→ Yapılacak iş
Şu üç ifadenin verilen metinle uyuşup uyuşmadığını evet ya da hayır ile belirtin ve her birinde kararı belirleyen sözleri metinden değiştirmeden alıntılayın: (a) Anlatılan olay Ramazan ayında İstanbul’daki Bayezid Camii’nde geçer. (b) Anlatıcı kendisine seslenenin şahsını gördüğünü söyler. (c) Olay, risalenin yazılmasından beş yıl önce yaşanmıştır.

→ Verilen metin
====================
Kuran’ın ilahiliği

Deistler, Kur’an-ı Kerîm’in Allah’tan indirildiğine inanmıyorlar. Peygamber Efendimiz’in (SAV) çok zeki olduğunu, Kur’anın onun tarafından yazıldığını (Estağfirullah) söylüyorlar. Cevabı nedir?

Kur’an hakkındaki bu çok önemli soru ve iddialarını ve bunların cevaplarını Üstad Said Nursî’nin şeytanla yaptığı bir fikir çarpışmasında aynen görebiliyoruz. Oradaki soru ve cevaplarla konuyu tam manasıyla anlarız:

Bu risalenin telifinden (yazılmasından) on bir sene evvel, Ramazan-ı Şerifte, İstanbul’da, Bayezid Cami-i Şerifinde hafızları dinliyordum. Birden, şahsını görmedim, fakat mânevî bir ses işittim gibi bana geldi, zihnimi kendine çevirdi. Hayalen dinledim. Baktım ki, bana der:

“ Sen Kur’ân’ı pek âli (yüce), çok parlak görüyorsun. Bîtarafâne (tarafsızca) muhakeme et (yargıla), öyle bak. Yani, bir beşer kelâmı farz et, bak. Acaba o meziyetleri, o ziynetleri görecek misin?

“ Hakikaten ben de ona aldandım, beşer kelâmı farz edip öyle baktım. Gördüm ki, nasıl Bayezid’in elektrik düğmesi çevrilip söndürülünce ortalık karanlığa düşer; öyle de, o farz ile (varsayımla), Kur’ân’ın parlak ışıkları gizlenmeye başladı. O vakit anladım ki, benimle konuşan şeytandır; beni vartaya (ciddi tehlikeye) yuvarlandırıyor. Kur’ân’dan istimdad ettim (yardım diledim). Birden, bir nur kalbime geldi, müdafaaya kat’î bir kuvvet verdi. O vakit, şöylece Şeytana karşı münazara başladı. Dedim:

“ Ey Şeytan! Bîtarafâne (tarafsızca) muhakeme, iki taraf ortasında bir vaziyettir. Halbuki hem senin, hem insandaki senin şakirtlerin, dediğiniz bîtarafâne muhakeme ise, taraf-ı muhalifi iltizamdır (karşı tarafa taraftarlıktır). Bîtaraflık değildir, muvakkaten bir dinsizliktir. Çünkü Kur’ân’a kelâm-ı beşer diye bakmak ve öyle muhakeme etmek, şıkk-ı muhalifi (karşı şıkkı) esas tutmaktır. Bâtılı iltizamdır (hakkın zıddını lüzumlu görmektir), bîtarafâne (tarafsızca davranmak) değildir. Belki bâtıla tarafgirliktir.” (Mektuba, 26. Mektub, 1. Mebhas)
====================
→ Kayıtlar
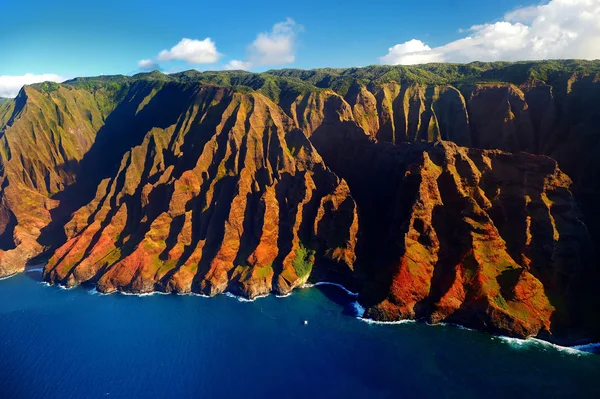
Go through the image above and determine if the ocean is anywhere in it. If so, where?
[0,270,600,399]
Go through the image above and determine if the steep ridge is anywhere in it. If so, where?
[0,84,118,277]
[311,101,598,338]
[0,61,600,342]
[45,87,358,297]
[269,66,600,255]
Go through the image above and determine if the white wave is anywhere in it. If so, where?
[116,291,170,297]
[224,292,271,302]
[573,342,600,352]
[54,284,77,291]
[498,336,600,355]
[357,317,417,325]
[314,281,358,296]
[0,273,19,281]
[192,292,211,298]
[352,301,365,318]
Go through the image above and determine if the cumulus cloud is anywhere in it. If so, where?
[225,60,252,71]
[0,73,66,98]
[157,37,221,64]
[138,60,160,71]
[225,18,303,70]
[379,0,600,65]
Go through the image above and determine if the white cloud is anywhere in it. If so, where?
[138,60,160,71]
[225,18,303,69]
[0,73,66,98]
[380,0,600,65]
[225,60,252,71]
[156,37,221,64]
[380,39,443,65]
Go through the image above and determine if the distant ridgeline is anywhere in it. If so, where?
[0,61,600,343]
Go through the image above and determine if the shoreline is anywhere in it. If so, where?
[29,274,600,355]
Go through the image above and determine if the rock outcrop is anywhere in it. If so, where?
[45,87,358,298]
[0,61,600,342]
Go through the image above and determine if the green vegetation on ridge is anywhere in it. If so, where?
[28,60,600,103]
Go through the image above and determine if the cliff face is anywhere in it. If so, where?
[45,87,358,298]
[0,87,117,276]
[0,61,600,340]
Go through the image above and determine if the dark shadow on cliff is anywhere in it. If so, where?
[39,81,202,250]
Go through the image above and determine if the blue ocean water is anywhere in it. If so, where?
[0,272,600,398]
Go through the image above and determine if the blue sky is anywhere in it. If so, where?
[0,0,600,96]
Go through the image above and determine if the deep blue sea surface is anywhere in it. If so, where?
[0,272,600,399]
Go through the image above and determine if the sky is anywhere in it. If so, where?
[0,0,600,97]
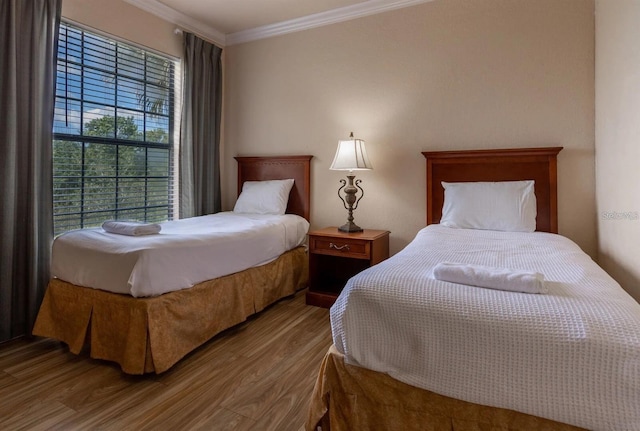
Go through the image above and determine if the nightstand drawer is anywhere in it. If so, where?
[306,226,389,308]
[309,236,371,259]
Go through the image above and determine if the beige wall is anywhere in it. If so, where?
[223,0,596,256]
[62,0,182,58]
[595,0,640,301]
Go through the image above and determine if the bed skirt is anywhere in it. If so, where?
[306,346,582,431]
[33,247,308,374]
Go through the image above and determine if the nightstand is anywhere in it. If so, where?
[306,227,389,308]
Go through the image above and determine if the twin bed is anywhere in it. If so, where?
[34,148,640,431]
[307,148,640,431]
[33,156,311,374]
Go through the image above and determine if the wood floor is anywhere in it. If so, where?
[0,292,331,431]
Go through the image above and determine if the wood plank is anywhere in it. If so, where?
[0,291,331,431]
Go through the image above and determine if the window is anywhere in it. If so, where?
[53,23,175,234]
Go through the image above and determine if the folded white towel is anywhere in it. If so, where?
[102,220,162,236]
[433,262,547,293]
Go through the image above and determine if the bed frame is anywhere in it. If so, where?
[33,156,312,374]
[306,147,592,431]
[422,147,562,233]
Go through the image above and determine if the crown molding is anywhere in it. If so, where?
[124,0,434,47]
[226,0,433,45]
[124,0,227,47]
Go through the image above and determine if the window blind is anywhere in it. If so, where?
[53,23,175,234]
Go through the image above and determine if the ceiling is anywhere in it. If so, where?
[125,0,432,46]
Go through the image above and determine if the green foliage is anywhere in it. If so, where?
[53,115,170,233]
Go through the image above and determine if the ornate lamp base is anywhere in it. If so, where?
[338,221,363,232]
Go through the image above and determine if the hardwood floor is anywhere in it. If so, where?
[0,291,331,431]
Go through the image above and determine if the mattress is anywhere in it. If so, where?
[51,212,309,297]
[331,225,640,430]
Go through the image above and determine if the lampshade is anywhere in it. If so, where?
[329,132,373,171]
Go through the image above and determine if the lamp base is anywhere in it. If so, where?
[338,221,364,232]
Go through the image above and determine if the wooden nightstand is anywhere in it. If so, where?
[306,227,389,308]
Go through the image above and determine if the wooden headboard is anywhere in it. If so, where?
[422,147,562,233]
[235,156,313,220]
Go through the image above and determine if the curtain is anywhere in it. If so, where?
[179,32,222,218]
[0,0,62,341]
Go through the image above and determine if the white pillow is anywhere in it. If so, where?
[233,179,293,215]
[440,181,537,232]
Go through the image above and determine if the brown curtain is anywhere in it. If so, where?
====================
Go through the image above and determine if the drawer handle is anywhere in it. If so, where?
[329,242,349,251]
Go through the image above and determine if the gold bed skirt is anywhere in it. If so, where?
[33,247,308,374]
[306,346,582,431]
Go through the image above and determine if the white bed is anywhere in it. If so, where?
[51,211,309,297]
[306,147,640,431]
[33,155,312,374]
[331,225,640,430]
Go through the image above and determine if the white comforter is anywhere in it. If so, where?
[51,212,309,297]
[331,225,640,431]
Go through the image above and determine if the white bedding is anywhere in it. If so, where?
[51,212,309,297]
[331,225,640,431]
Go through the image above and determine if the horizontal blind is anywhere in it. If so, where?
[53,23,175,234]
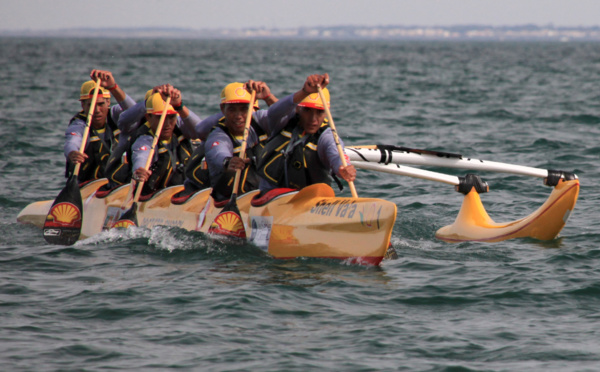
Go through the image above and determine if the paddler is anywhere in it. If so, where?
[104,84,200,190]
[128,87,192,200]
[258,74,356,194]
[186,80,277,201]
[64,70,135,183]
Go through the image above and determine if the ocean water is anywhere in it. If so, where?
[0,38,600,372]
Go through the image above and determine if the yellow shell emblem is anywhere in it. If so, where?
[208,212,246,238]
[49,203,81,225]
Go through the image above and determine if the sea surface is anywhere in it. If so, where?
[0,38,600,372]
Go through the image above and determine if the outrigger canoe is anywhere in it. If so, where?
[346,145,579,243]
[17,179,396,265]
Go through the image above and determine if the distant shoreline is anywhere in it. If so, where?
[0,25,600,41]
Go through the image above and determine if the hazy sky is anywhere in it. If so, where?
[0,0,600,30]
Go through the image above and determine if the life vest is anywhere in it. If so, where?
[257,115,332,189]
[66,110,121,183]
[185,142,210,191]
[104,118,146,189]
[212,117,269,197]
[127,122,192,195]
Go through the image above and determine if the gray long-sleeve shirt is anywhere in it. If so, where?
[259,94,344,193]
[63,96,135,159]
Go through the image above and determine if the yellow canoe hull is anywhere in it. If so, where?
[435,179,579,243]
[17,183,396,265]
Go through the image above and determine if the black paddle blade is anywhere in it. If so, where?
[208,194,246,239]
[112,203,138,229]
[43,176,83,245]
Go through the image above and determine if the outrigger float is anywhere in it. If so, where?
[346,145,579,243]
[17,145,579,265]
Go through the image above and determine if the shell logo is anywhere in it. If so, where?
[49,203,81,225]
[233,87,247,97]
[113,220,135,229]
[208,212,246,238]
====================
→ Çıktı
(a) Evet: "Ramazan-ı Şerifte, İstanbul’da, Bayezid Cami-i Şerifinde hafızları dinliyordum."
(b) Hayır: "Birden, şahsını görmedim, fakat mânevî bir ses işittim gibi bana geldi"
(c) Hayır: "Bu risalenin telifinden (yazılmasından) on bir sene evvel"